## TEXTO DE APOIO:
A reabertura dos tribunais


Esta data costuma ser utilizada pelo legislador para iniciar a aplicação de reformas de fundo, normalmente com resultados desastrosos no sistema judicial.


Esta semana verificou-se a reabertura dos tribunais, após o normal período de férias judiciais. Não se trata do início do ano judicial uma vez que, nos termos legais, o ano judicial coincide com o ano civil. Essa tem sido a tradicional opção do legislador, apenas tendo sido excepcionada entre 2014 e 2016, em que o ano judicial teve início em Setembro. A partir de 2017 o ano judicial voltou a coincidir com o civil e assim se tem mantido, pelo que, apenas em Janeiro de 2020 o novo ano judicial se iniciará, como uma cerimónia solene no Supremo Tribunal de Justiça, em que usarão da palavra o Presidente da República, o presidente da Assembleia da República, o presidente do Supremo Tribunal de Justiça, o primeiro-ministro ou o ministro da Justiça, o procurador-geral da República e o bastonário da Ordem dos Advogados.

No entanto, na percepção dos profissionais do sector, a reabertura dos tribunais em Setembro é vista como o verdadeiro reinício do seu trabalho, após as férias que conseguiram ter. Na verdade, é nesta data que se verificam os movimentos judiciais, que alteram a colocação dos magistrados e dos funcionários nos tribunais. Por isso, esta data também costuma ser utilizada pelo legislador para iniciar a aplicação de reformas de fundo, normalmente com resultados desastrosos no sistema judicial. Foi assim que em Setembro de 2014 foram de uma só vez encerrados 47 tribunais e se reduziu a nossa organização judiciária a apenas 23 comarcas, tendo em consequência ocorrido o colapso do sistema informático Citius, que impossibilitou durante várias semanas o trabalho nos tribunais.

Embora a situação viesse posteriormente a ser atenuada, com a reinstalação de alguns tribunais a partir de 2016, a verdade é que o país ficou com uma organização judiciária extremamente pobre, e os poucos tribunais que restaram funcionam presentemente em condições deploráveis. Foi por isso objecto de notícia recente que o relatório dos 23 presidentes das comarcas portugueses relativo a 2018 fazia um retrato absolutamente arrasador da falta de condições de funcionamento dos tribunais portugueses, descrevendo o carácter obsoleto dos computadores e impressoras, as instalações sanitárias encerradas, a existência de infiltrações, a realização de julgamentos em contentores, a falta de ar condicionado e até a infestação por pragas. É absolutamente inacreditável que o governo deixe os tribunais portugueses funcionarem nestas condições, quando recebe custas judiciais elevadíssimas e até se encontra a poupar milhões no apoio judiciário, especialmente porque não actualiza desde 2004 a remuneração dos advogados que trabalham neste sector, até em contrariedade à lei que desde 2018 impõe a sua actualização anual.

## INSTRUÇÕES DO EXERCÍCIO:
Transcreva do texto sobre a reabertura dos tribunais o trecho que começa em "Esta semana verificou-se" e termina em "Ordem dos Advogados.", incluindo estas palavras.

## REGISTOS DE DADOS:
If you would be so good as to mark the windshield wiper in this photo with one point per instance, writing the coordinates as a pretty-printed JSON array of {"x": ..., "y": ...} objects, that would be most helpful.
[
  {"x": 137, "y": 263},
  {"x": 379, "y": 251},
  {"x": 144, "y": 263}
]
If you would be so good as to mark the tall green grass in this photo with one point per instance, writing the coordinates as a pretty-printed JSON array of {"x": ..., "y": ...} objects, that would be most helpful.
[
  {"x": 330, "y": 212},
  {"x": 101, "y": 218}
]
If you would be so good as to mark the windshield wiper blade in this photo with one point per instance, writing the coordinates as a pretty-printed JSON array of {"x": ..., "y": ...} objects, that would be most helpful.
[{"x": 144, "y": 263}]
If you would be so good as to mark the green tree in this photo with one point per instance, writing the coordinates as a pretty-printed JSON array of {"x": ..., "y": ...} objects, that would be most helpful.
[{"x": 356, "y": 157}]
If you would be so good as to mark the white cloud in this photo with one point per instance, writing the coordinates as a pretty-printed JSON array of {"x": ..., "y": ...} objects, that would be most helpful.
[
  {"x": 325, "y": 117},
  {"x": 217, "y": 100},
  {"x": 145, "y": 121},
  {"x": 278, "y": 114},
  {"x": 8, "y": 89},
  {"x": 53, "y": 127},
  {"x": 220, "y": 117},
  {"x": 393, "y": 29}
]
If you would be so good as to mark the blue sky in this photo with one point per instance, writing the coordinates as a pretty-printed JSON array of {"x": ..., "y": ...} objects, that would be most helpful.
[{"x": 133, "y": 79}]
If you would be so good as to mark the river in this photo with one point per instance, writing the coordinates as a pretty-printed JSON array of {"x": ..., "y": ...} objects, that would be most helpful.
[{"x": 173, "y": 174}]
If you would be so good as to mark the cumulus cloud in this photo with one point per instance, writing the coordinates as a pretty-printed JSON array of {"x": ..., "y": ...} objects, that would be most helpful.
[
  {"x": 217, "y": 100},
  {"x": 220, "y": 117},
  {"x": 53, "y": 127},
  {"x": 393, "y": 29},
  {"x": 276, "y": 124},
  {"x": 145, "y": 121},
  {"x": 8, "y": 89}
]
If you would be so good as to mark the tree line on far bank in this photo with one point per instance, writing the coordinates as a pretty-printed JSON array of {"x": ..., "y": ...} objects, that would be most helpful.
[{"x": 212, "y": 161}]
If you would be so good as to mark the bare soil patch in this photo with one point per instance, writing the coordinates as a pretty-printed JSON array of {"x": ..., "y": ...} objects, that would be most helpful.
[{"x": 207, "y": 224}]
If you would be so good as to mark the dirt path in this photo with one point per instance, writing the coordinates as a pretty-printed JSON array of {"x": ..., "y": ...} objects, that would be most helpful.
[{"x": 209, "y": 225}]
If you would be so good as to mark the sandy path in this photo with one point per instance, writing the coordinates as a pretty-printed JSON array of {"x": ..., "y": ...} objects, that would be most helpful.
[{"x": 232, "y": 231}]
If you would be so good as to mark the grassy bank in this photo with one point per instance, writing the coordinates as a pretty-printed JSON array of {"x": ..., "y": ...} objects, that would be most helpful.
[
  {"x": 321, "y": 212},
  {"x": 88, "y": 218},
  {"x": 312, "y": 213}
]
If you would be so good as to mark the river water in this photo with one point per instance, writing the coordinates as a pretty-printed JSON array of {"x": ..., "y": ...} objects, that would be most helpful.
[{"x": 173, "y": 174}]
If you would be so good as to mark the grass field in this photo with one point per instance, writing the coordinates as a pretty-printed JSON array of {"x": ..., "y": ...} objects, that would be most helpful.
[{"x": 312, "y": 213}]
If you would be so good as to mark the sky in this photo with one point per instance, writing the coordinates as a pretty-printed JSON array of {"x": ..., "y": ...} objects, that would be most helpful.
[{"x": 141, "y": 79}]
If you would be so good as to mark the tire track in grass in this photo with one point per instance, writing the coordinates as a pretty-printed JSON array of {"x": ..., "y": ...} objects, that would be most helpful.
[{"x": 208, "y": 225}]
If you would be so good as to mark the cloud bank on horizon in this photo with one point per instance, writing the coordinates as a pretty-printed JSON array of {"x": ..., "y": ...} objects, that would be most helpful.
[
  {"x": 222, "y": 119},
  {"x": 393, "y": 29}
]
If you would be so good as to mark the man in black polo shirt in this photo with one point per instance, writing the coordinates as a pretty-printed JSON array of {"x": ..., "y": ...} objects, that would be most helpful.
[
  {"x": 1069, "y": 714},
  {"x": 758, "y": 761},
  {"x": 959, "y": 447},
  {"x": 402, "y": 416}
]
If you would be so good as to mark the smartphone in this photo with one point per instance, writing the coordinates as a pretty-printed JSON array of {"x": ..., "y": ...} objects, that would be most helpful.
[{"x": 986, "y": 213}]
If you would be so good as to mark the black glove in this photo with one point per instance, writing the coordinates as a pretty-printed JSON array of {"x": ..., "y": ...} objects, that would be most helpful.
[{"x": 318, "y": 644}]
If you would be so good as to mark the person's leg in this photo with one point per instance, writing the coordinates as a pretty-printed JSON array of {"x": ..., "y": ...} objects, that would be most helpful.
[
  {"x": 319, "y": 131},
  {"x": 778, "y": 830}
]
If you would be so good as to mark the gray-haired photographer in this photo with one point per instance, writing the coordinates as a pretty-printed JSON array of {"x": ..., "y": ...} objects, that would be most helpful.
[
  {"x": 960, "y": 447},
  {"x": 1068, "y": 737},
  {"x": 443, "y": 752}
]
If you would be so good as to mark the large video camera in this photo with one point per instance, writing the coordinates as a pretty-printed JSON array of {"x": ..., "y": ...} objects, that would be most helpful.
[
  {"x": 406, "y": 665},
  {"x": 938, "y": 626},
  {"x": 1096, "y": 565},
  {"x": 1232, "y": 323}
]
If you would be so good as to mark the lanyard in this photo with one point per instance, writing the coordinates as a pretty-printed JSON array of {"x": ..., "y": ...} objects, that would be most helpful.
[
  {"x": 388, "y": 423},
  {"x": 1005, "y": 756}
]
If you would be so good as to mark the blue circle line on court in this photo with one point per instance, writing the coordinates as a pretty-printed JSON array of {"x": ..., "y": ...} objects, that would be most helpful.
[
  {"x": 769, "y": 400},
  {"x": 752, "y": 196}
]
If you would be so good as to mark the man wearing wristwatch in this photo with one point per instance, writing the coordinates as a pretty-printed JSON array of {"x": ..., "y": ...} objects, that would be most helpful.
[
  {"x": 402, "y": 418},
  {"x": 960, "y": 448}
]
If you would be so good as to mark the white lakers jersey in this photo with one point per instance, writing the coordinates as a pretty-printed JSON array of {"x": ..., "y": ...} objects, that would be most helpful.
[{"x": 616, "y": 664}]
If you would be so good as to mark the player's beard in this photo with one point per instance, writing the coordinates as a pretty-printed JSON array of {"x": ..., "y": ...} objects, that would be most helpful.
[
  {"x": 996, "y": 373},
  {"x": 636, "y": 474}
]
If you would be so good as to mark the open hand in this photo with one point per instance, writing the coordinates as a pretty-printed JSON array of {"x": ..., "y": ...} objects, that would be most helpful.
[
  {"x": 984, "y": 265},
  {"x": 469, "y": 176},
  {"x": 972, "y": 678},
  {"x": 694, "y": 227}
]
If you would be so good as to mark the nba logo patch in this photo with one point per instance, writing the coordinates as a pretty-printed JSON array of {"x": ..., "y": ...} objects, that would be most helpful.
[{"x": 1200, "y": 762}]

## RESOLUÇÃO DO EXERCÍCIO:
Esta semana verificou-se a reabertura dos tribunais, após o normal período de férias judiciais. Não se trata do início do ano judicial uma vez que, nos termos legais, o ano judicial coincide com o ano civil. Essa tem sido a tradicional opção do legislador, apenas tendo sido excepcionada entre 2014 e 2016, em que o ano judicial teve início em Setembro. A partir de 2017 o ano judicial voltou a coincidir com o civil e assim se tem mantido, pelo que, apenas em Janeiro de 2020 o novo ano judicial se iniciará, como uma cerimónia solene no Supremo Tribunal de Justiça, em que usarão da palavra o Presidente da República, o presidente da Assembleia da República, o presidente do Supremo Tribunal de Justiça, o primeiro-ministro ou o ministro da Justiça, o procurador-geral da República e o bastonário da Ordem dos Advogados.